To be clear, we do not assume that waiver in one case extends to another, so long as the two suits involve the same parties and subject matter.   Indeed, the only court to have addressed this precise issue has rejected the argument “that waiver of immunity in one suit should extend to a separate action simply because the action involves the same parties and same subject matter,” and instead held that the waiver of immunity in a suit dismissed for improper venue did not extend to a refiled suit between the same parties and addressing the same claims.  Id. at 1339.   We need not, however, determine precisely the extent to which waiver in a prior case might extend to a future one.   It is enough to say here that any waiver of immunity in the takings case 3 does not extend to the present lawsuit.   The district court correctly held as much and properly dismissed the complaint against GRDA for lack of jurisdiction.

B. Sovereign Immunity

 The plaintiffs' claims against the United States are governed by principles of federal sovereign immunity.  “The concept of [federal] sovereign immunity means that the United States cannot be sued without its consent.”  Merrill Lynch, Pierce, Fenner & Smith, Inc. v. Jacks, 960 F.2d 911, 913 (10th Cir.1992).   Unlike Eleventh Amendment immunity, consent to suit cannot be implied.   Rather, consent may be found “only when Congress unequivocally expresses its intention to waive the government's sovereign immunity in the statutory text.”  United States v. Murdock Mach. & Eng'g Co. of Utah, 81 F.3d 922, 930 (10th Cir.1996) (quotations and alterations omitted).  “[A]ny waiver of sovereign immunity must be construed strictly in favor of the sovereign and not enlarged beyond what its language requires.”   Haceesa v. United States, 309 F.3d 722, 728 (10th Cir.2002) (quotations omitted).

•••

• Objective 1: Reproduce the records word for word, from their first line through the line that contains "[211,154,222,191]", both included.

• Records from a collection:
•••

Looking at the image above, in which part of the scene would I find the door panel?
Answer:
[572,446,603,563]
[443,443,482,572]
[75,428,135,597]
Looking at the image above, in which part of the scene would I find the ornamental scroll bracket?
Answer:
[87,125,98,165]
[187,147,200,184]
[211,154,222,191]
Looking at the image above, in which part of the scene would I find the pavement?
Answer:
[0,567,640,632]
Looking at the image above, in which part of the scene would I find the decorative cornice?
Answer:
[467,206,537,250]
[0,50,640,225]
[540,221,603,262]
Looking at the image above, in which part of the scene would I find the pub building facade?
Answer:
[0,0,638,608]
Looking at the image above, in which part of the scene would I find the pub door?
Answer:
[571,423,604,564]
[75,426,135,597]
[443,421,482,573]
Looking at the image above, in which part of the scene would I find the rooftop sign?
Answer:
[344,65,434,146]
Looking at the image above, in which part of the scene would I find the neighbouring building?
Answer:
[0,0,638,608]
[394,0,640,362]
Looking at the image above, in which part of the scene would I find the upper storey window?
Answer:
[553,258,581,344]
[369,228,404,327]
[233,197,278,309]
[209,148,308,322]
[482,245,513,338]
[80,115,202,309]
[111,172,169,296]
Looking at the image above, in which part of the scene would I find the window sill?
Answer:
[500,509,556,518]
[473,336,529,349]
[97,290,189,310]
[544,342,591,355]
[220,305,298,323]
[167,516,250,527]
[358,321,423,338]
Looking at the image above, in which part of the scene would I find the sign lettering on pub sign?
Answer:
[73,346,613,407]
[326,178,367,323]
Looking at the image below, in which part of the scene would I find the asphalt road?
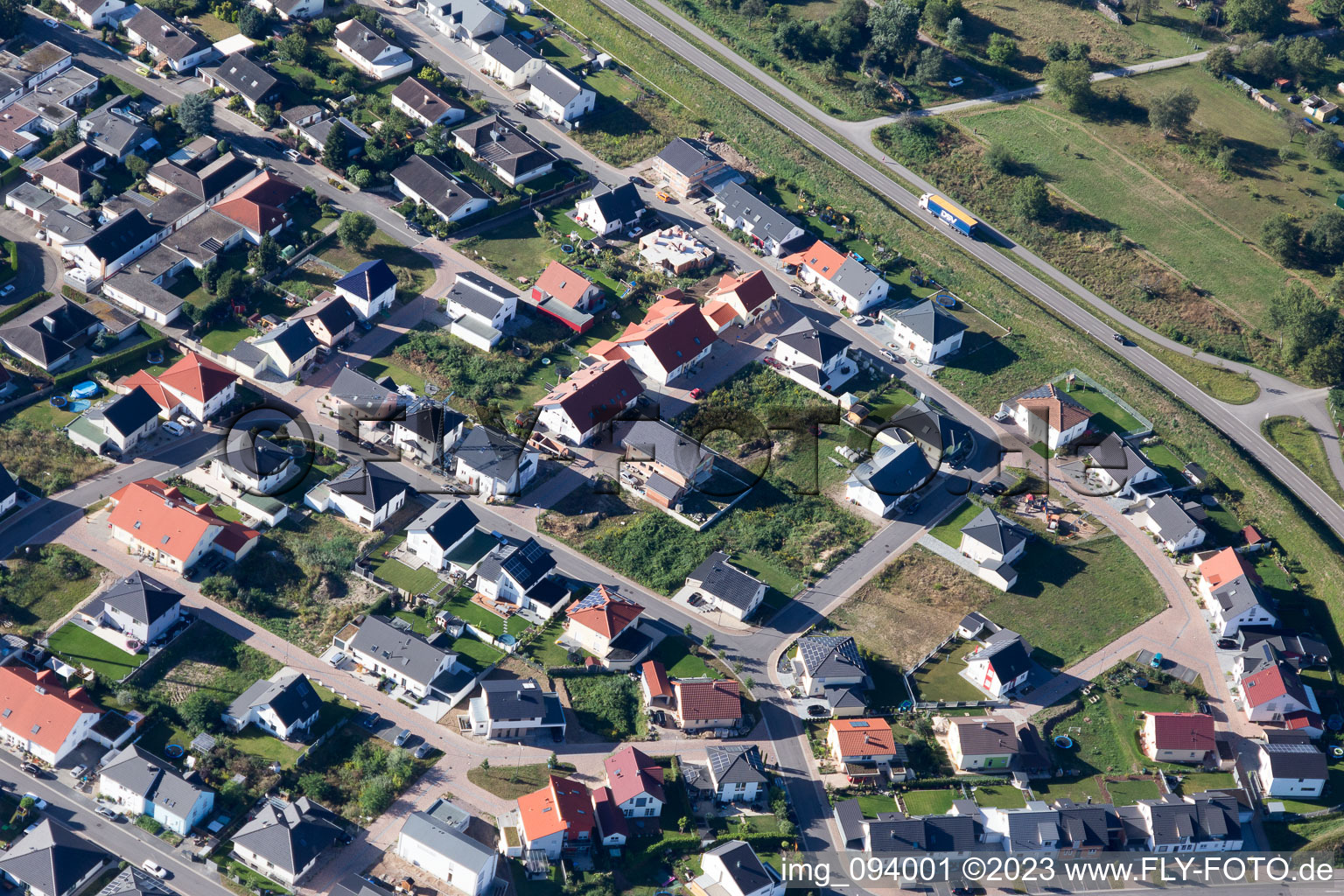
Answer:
[588,0,1344,548]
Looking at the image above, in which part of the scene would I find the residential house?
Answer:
[466,678,564,740]
[391,400,466,466]
[66,386,158,454]
[453,116,559,186]
[0,296,103,371]
[332,615,459,700]
[223,668,323,740]
[446,271,517,352]
[772,317,859,392]
[393,75,466,127]
[1138,712,1218,765]
[531,262,604,333]
[783,239,891,314]
[564,584,653,670]
[700,270,780,333]
[845,442,937,516]
[532,360,644,444]
[589,289,719,386]
[640,224,715,276]
[827,718,914,783]
[336,258,396,321]
[0,818,115,896]
[710,181,804,258]
[293,293,359,354]
[304,464,410,532]
[211,171,304,246]
[695,840,785,896]
[996,383,1093,452]
[98,745,215,836]
[696,745,770,803]
[513,775,595,861]
[453,424,542,499]
[406,499,494,570]
[481,35,546,90]
[670,678,742,732]
[1133,494,1206,554]
[1194,548,1278,638]
[80,570,181,645]
[685,550,766,622]
[108,479,261,572]
[0,662,102,766]
[882,301,966,364]
[230,796,346,888]
[200,52,279,111]
[396,811,499,896]
[965,628,1031,697]
[574,184,644,236]
[958,508,1027,592]
[1256,732,1331,799]
[653,137,745,199]
[393,155,491,225]
[527,65,597,123]
[336,18,416,80]
[80,94,158,163]
[126,7,215,75]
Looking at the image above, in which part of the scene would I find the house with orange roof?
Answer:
[532,359,644,444]
[700,270,780,333]
[782,239,891,314]
[531,262,602,333]
[213,171,304,246]
[561,584,653,670]
[1195,548,1278,638]
[996,383,1093,450]
[108,479,261,572]
[0,663,102,766]
[500,775,597,861]
[827,718,913,782]
[589,289,719,386]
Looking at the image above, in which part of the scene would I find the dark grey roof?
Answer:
[406,499,480,550]
[234,796,344,874]
[88,386,158,435]
[349,615,453,683]
[100,745,211,818]
[326,464,409,513]
[481,678,556,718]
[98,570,181,625]
[476,539,555,592]
[961,508,1027,554]
[393,155,489,218]
[798,634,868,678]
[687,550,760,610]
[0,818,111,896]
[892,299,966,346]
[705,745,766,790]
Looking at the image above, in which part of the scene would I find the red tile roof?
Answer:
[602,747,664,806]
[0,666,102,752]
[158,352,238,402]
[672,681,742,721]
[108,480,261,560]
[1149,712,1218,752]
[532,359,644,432]
[536,262,592,308]
[564,584,644,638]
[830,718,897,756]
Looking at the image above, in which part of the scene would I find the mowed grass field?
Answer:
[961,67,1312,329]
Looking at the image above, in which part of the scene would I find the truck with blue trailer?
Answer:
[920,193,980,236]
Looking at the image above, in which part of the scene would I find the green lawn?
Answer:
[48,622,145,683]
[903,788,958,816]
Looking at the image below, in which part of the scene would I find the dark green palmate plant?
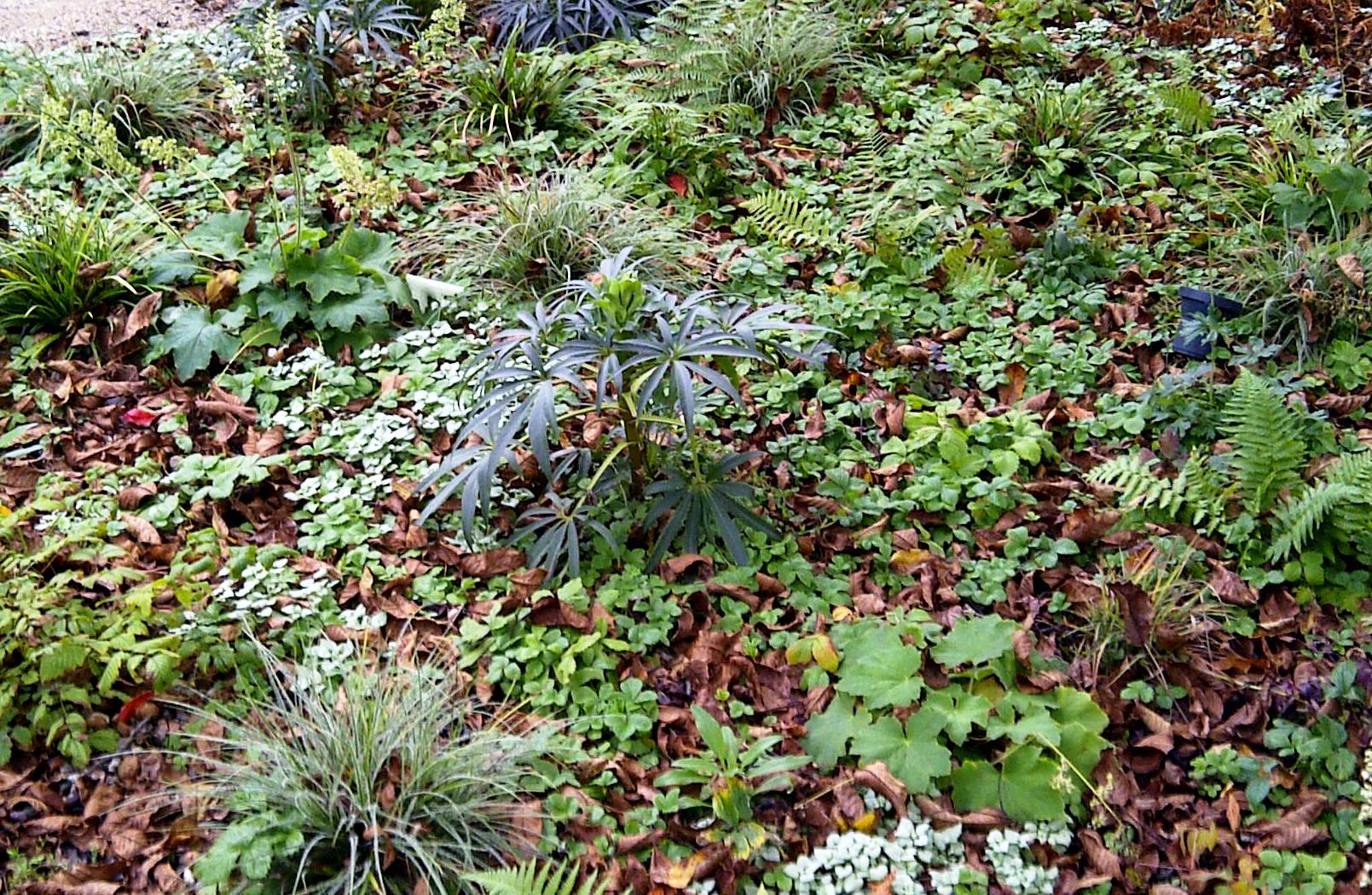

•••

• Objective 2: Translate into Spanish this sentence from the passage on sovereign immunity: "Unlike Eleventh Amendment immunity, consent to suit cannot be implied."

• Worked answer 1:
Looking at the image above, in which part of the scene would I find the door panel?
Answer:
[572,446,603,563]
[443,443,482,572]
[75,428,135,597]
Looking at the image above, in which part of the scene would I find the ornamental scroll bracket?
Answer:
[87,125,98,165]
[187,147,200,184]
[211,154,222,191]

• Worked answer 2: A diferencia de la inmunidad prevista en la Undécima Enmienda, el consentimiento para ser demandado no puede ser tácito.